Article ->

# What is that.....



## noddaz (Aug 6, 1999)

What is that "snot" that LL used to use to hold the bodies onto the chassis...
Any ideas?

Scott


----------



## neorules (Oct 20, 2006)

Elmers rubber cement is the closest we have found.


----------



## dlw (Aug 17, 1999)

That's what I figured.......Some kind of rubber-cement compound. Notice they're the only brand of slots using that? Not that it's a bad thing.....


----------



## Montoya1 (May 14, 2004)

dlw said:


> That's what I figured.......Some kind of rubber-cement compound. Notice they're the only brand of slots using that? Not that it's a bad thing.....


Micro Scalex also use it. I must remember to ask my contact if he can get some.


----------



## noddaz (Aug 6, 1999)

*hmmmmm*



dlw said:


> That's what I figured.......Some kind of rubber-cement compound. Notice they're the only brand of slots using that? Not that it's a bad thing.....


It is thicker than rubber cement...
And it does keep the bodies from coming loose in minor wrecks...

Scott


----------



## Montoya1 (May 14, 2004)

Thicker, less sticky and more flexi. Could stop you losing that A main you get into after 3 years of trying.


----------



## Bill Hall (Jan 6, 2007)

Seems very similar to the stuff the credit card hawkers use to stick your shiney new card onto the application form. 

Seen a similar product used for "not tacking" things to your wall, although the trade name eludes me at this time.

I call it "goober schlobber". If memory serves, we've had this topic on board a ways back. I even recollect that one of our members provided the trade name of this innocuous compound. Danged if I can remember anymore due to severe brain Pffffft.


----------



## Pete McKay (Dec 20, 2006)

I haven't seen it but possibly a silicone sealer? What does it smell like?


----------



## Grandcheapskate (Jan 5, 2006)

Task set ->
A – In the forum thread, what product does neorules say is the closest they have found?
B – Rewrite the forum thread between "Seems very similar" and "severe brain Pffffft.", inclusive, replacing "goober schlobber" with "body putty".
C – Carry on the forum thread from the point where it stops.
The records have no connection to the forum thread.

Dataset content ->
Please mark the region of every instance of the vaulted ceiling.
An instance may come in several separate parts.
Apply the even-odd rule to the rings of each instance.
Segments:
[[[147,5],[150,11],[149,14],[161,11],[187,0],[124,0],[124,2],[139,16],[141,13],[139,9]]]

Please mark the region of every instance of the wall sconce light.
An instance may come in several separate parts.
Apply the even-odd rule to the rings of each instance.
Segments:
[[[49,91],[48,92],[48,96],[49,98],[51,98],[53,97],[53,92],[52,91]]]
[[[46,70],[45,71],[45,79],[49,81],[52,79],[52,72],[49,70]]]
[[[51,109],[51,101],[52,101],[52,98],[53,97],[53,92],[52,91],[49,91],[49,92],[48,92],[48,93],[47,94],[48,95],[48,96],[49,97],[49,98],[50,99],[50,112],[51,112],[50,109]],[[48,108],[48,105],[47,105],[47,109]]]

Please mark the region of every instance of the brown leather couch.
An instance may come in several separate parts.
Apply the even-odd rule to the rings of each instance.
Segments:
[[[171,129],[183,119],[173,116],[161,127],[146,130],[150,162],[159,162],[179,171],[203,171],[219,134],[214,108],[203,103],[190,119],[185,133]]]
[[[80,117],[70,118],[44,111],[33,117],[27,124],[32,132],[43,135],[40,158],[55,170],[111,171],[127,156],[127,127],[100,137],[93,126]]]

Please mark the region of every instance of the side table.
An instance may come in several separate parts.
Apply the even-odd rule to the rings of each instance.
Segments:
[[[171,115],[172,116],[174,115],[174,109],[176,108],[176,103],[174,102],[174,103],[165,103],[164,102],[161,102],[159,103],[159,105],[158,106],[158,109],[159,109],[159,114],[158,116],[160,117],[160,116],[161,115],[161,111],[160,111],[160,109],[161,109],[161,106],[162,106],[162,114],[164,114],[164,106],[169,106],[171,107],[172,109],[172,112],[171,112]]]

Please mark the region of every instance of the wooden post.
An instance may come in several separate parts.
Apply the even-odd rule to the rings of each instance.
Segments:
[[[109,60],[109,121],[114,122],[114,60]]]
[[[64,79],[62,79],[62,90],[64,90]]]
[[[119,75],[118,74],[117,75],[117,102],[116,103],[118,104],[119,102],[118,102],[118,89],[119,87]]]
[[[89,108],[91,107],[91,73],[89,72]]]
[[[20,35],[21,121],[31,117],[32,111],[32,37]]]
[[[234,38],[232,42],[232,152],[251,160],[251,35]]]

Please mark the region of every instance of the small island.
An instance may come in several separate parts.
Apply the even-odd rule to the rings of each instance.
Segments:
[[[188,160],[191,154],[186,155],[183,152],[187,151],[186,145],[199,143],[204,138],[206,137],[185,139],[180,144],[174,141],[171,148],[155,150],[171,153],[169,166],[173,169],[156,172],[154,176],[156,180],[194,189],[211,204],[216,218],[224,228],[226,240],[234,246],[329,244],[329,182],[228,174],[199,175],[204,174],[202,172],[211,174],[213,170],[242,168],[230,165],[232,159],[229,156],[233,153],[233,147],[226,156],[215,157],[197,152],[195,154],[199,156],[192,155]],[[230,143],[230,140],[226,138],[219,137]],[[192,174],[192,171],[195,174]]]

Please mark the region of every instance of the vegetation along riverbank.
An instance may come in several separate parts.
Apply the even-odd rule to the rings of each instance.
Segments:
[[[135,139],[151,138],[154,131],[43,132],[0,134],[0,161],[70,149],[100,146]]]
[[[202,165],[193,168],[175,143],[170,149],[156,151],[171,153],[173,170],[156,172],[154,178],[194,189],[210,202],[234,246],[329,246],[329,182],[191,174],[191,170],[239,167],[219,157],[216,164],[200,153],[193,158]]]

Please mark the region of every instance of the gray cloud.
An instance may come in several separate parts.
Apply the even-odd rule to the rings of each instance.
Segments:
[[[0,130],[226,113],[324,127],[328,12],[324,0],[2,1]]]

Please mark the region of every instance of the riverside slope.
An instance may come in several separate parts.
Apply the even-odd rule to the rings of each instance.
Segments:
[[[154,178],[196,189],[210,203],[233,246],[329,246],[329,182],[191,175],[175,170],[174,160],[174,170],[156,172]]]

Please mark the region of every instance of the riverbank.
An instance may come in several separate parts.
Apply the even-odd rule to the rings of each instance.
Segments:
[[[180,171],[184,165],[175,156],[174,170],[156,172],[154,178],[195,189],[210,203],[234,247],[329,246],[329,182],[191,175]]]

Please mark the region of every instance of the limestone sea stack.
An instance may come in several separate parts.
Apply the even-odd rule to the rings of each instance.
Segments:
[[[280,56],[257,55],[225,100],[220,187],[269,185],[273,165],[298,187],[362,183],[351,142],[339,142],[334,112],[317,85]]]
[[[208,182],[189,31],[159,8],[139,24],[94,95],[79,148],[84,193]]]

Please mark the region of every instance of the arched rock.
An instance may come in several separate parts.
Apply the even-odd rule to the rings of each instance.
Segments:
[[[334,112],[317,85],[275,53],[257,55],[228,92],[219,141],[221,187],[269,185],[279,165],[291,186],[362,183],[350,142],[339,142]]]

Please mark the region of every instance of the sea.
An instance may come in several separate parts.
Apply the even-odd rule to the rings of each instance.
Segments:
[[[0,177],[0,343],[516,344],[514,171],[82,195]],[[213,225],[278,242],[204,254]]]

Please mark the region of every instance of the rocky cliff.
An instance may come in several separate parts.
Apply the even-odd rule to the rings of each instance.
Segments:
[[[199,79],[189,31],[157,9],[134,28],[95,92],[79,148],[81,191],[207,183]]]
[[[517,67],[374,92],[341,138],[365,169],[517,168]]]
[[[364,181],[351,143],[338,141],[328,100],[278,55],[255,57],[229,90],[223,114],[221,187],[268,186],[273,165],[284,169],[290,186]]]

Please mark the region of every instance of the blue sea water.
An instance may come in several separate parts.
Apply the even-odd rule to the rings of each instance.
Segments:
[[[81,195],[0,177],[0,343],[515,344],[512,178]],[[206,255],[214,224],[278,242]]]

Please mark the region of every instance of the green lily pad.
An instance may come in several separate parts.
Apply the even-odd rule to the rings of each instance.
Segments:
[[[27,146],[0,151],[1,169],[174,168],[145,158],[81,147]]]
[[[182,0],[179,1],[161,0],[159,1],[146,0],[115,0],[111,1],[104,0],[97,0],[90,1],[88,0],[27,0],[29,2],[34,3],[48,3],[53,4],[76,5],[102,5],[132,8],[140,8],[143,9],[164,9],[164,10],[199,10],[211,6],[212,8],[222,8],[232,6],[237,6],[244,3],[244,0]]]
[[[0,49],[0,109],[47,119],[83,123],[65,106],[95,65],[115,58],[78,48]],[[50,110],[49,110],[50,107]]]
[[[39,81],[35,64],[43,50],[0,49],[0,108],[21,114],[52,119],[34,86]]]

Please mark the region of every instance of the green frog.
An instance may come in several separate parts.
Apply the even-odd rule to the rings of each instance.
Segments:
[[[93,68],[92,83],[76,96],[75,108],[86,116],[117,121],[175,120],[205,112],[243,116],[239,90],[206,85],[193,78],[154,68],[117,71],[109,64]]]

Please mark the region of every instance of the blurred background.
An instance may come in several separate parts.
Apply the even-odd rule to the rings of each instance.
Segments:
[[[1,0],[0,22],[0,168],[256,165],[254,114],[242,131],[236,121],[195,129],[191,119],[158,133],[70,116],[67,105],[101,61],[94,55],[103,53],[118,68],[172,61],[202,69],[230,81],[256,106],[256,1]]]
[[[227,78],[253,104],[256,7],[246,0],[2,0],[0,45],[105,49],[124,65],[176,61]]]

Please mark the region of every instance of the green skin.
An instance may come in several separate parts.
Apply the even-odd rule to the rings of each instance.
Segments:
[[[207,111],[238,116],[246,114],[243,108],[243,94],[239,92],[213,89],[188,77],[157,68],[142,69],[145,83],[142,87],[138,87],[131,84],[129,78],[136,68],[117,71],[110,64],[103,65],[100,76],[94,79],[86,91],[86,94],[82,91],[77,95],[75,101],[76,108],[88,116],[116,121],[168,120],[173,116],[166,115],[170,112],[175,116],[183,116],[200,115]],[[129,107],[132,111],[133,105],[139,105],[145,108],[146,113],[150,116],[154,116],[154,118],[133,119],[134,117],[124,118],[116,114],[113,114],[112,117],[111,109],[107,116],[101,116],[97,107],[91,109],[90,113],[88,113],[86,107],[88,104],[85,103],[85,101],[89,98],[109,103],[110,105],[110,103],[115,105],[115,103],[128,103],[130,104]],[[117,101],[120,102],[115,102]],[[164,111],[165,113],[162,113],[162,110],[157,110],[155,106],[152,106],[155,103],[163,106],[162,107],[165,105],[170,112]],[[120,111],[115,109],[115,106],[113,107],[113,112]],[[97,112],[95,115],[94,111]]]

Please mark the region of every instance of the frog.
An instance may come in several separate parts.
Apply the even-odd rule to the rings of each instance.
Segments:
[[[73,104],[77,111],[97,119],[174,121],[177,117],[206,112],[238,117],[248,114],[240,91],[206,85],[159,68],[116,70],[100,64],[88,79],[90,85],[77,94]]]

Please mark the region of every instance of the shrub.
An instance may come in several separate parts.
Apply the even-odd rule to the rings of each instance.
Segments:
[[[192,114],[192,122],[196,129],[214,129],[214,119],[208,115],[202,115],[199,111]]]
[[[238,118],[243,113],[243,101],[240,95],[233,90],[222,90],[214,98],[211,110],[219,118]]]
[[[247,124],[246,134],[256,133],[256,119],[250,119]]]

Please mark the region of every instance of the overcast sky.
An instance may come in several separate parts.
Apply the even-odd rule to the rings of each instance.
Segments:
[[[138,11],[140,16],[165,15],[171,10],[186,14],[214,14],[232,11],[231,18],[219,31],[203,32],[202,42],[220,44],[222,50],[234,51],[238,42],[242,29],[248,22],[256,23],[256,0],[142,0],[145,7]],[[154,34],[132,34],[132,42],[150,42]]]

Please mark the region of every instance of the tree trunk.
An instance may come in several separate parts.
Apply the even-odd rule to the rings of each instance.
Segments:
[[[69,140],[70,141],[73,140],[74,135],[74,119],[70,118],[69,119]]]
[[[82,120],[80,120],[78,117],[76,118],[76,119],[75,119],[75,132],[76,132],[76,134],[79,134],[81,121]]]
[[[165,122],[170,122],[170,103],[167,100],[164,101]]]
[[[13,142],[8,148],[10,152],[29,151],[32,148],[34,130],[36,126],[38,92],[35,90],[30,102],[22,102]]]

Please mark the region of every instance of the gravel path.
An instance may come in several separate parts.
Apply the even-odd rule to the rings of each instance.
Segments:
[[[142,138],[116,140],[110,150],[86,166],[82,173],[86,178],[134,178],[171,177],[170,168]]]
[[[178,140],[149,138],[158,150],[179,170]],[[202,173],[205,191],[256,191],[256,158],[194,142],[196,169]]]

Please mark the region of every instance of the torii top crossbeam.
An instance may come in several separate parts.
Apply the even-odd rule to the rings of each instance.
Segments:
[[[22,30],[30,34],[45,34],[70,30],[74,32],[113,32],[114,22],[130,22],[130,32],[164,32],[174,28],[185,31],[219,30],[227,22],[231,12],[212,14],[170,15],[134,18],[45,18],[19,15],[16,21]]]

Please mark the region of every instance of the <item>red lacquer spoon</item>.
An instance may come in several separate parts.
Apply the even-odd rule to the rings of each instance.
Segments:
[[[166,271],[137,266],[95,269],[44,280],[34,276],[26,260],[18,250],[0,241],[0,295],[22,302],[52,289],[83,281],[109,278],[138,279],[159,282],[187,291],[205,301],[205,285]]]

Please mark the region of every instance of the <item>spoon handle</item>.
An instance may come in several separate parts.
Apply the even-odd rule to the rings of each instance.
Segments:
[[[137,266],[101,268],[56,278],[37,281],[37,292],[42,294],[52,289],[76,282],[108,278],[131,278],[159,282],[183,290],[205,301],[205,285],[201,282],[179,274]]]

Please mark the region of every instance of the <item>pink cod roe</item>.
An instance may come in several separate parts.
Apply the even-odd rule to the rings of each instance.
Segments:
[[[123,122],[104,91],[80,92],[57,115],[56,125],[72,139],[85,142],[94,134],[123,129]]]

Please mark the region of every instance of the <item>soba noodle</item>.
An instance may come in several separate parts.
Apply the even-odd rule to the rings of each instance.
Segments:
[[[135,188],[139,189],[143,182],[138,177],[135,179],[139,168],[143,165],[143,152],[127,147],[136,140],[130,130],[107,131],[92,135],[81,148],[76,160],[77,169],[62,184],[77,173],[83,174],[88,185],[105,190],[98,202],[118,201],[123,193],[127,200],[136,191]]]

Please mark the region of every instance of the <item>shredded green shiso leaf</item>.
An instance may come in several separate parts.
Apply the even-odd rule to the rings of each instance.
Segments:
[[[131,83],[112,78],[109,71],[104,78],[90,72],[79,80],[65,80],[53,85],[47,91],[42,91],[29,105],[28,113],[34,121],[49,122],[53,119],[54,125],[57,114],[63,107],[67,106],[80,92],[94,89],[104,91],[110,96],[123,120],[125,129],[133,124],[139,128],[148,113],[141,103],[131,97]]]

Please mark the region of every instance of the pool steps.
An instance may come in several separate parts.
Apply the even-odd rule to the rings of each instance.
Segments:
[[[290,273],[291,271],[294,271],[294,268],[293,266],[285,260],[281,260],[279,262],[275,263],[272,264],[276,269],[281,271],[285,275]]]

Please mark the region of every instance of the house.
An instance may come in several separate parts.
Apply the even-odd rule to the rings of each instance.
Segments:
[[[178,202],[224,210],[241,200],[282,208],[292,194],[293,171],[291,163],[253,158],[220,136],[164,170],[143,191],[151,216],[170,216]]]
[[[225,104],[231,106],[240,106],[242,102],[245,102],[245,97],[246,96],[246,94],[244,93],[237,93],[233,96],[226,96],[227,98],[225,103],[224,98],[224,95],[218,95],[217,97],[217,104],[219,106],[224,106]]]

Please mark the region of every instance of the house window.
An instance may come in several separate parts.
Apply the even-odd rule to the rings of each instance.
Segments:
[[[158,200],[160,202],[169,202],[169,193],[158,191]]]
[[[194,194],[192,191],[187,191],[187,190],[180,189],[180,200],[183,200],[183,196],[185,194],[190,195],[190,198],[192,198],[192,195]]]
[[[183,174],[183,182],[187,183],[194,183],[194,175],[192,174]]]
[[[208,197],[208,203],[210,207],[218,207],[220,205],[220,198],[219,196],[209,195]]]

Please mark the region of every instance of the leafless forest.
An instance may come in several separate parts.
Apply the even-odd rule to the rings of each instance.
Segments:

Task-by-task answers ->
A – Elmers rubber cement.

B –
Seems very similar to the stuff the credit card hawkers use to stick your shiney new card onto the application form. 

Seen a similar product used for "not tacking" things to your wall, although the trade name eludes me at this time.

I call it "body putty". If memory serves, we've had this topic on board a ways back. I even recollect that one of our members provided the trade name of this innocuous compound. Danged if I can remember anymore due to severe brain Pffffft.

C –
Pete McKay said:


> What does it smell like?


 I believe it is oderless. I have never noticed any type of oder.

If I could get some of that stuff, it would also be good for some select Aurora AFX bodies (like the Porsche 917) which are designed for the AFX or Magnatraction chassis, but do not mount well on the Super Magnatraction / G-Plus chassis very well. This is because they only have the upper half of the body mounting tabs and rely on some body posts to hold them against the chassis and prevent rocking. These body posts do not contact the Supermag chassis like they do on regular AFX chassis.

This glue could solve that problem.

Joe


----------



## coach61 (Sep 6, 2004)

Stuff has a few names, we did not long ago have a thread on it.. Called SuperTack and stickyTac, I buy it at HobbyLobby and use it to moiunt cars in the display cases...


----------



## NTxSlotCars (May 27, 2008)

We have used poster putty for the same purpose...


----------



## Milton Fox Racing (May 27, 2014)

I've used the grey colored gasket sealer to hold things in place before.


----------



## Rich Dumas (Sep 3, 2008)

I use DAP Weldwood contact cement. Without using some sort of adhesive Life-Like bodies come off rather easily.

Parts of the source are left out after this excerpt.